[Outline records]
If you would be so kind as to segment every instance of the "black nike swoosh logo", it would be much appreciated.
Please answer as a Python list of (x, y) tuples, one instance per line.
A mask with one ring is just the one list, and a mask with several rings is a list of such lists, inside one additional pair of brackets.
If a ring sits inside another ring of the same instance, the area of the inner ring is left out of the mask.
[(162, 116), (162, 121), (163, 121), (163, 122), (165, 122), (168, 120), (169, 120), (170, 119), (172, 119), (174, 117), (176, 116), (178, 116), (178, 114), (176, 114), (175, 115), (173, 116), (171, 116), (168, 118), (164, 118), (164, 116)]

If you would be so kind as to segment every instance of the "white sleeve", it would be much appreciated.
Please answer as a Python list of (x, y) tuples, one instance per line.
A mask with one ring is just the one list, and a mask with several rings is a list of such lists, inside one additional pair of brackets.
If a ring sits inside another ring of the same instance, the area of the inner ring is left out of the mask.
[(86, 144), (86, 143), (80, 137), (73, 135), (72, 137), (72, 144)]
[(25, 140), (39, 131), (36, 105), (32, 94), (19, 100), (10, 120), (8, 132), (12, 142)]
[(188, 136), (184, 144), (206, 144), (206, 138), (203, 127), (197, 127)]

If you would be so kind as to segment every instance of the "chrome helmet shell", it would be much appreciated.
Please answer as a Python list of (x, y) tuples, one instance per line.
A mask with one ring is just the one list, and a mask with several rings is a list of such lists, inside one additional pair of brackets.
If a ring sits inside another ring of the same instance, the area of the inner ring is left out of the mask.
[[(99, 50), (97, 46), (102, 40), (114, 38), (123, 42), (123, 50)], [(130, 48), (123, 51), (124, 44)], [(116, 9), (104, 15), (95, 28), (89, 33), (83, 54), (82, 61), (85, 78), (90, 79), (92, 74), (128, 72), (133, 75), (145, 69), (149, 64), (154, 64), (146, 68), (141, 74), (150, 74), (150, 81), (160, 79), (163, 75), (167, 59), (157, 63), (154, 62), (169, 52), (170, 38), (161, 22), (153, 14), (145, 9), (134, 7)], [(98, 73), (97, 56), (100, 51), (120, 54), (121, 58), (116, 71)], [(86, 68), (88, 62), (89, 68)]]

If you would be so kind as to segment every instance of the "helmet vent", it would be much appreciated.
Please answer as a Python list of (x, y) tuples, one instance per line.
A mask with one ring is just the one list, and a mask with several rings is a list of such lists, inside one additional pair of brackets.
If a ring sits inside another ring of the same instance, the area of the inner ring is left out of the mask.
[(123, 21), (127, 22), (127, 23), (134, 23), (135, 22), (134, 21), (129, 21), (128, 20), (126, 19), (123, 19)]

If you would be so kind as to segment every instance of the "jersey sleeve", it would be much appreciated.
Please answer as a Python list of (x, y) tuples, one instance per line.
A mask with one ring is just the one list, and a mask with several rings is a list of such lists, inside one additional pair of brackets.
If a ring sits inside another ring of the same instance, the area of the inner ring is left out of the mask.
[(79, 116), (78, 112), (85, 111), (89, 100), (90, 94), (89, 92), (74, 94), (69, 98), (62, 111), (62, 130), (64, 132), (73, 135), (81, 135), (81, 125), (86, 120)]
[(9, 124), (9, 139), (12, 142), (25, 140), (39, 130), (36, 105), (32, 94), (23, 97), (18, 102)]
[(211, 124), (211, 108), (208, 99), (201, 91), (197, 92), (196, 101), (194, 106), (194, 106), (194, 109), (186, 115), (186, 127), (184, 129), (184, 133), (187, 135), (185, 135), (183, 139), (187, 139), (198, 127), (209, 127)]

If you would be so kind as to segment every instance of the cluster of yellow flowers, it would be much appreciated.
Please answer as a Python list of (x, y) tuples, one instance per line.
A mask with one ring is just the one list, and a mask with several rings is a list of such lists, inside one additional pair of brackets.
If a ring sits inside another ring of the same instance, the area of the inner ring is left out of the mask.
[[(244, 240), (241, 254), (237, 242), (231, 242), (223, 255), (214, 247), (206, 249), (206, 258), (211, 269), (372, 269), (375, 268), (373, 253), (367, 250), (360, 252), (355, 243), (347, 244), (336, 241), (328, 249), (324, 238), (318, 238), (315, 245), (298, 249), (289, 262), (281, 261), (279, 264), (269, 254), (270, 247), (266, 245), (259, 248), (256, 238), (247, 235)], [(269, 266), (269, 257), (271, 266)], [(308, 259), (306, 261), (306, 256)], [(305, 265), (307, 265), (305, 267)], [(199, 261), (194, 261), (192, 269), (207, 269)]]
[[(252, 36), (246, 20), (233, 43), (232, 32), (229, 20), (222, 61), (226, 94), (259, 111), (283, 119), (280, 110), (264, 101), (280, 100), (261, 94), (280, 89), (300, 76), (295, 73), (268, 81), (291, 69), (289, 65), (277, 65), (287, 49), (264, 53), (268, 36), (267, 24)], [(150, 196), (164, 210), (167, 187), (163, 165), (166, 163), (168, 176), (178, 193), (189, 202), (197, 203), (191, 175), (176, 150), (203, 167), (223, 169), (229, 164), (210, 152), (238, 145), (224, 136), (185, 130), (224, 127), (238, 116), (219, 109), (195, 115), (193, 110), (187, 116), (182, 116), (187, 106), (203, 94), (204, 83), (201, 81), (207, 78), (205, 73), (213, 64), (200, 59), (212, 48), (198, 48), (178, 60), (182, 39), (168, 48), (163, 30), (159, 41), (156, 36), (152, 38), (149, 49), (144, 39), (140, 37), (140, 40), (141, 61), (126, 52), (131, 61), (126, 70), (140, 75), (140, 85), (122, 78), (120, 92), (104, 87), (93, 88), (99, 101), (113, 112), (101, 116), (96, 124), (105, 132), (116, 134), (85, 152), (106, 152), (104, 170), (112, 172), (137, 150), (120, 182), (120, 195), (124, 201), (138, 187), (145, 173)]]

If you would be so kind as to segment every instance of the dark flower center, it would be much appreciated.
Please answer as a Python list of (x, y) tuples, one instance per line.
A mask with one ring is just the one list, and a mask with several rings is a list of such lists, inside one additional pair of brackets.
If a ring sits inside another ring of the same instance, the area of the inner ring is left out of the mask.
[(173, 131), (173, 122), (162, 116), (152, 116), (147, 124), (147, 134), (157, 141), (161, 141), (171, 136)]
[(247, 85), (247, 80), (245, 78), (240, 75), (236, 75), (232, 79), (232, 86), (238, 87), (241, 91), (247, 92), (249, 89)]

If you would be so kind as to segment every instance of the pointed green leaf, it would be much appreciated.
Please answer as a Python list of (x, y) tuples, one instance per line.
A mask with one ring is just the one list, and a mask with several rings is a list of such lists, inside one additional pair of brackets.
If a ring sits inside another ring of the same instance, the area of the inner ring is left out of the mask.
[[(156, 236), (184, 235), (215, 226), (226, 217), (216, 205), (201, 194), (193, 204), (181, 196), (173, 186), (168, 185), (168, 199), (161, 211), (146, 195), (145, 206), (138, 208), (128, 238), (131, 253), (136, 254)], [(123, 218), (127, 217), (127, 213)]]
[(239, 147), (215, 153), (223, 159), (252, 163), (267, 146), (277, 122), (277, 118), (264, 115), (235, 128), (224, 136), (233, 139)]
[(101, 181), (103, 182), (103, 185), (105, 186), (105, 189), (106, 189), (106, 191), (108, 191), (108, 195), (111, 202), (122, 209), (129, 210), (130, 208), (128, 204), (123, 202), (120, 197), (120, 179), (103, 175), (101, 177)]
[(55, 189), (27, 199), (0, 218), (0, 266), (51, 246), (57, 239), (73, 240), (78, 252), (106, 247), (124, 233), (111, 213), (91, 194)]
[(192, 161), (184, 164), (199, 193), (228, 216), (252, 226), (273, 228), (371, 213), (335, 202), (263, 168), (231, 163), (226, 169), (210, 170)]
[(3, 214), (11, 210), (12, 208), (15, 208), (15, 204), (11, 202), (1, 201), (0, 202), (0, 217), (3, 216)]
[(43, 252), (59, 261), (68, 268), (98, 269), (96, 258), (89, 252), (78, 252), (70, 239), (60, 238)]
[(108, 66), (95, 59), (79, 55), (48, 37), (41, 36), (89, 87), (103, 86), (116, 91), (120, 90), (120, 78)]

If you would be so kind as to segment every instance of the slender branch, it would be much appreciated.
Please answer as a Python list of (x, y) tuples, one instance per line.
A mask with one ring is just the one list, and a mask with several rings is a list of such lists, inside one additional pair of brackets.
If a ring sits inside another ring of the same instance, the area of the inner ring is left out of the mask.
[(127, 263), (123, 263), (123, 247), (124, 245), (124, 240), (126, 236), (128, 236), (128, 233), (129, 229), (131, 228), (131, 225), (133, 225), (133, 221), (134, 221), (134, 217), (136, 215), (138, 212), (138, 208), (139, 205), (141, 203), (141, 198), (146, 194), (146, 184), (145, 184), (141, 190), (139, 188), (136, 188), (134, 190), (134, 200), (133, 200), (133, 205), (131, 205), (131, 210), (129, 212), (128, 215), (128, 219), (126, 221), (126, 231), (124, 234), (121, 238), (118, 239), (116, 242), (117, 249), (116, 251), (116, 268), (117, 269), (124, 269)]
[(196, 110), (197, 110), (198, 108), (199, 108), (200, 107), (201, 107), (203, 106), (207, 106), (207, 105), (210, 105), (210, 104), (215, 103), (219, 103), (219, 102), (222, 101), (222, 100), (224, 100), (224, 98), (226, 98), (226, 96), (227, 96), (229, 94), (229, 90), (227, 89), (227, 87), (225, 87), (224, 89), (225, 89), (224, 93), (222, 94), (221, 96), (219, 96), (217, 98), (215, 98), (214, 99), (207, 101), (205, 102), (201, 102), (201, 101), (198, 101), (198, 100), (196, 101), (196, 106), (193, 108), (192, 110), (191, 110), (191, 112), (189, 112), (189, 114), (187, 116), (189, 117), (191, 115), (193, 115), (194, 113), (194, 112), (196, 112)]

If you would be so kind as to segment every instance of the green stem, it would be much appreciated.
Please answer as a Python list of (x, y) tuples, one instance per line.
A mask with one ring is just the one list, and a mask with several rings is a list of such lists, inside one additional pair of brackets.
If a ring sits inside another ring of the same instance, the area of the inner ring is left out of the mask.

* What to work on
Repeat exactly the lines from the line containing "stem, it would be much appreciated." through the end of the listing above; both boundary lines are part of the output.

* Exercise response
If you would be so kind as to segment every instance of the green stem, it would be much appreciated.
Please answer as a Python list of (x, y) tuples, one instance per line.
A mask with one ring is just the one list, and a mask with several rings is a list of such lists, inside one additional pair of brackets.
If a ring sits inside another ring of the same instance, the area of the inner ring is left out of the mask.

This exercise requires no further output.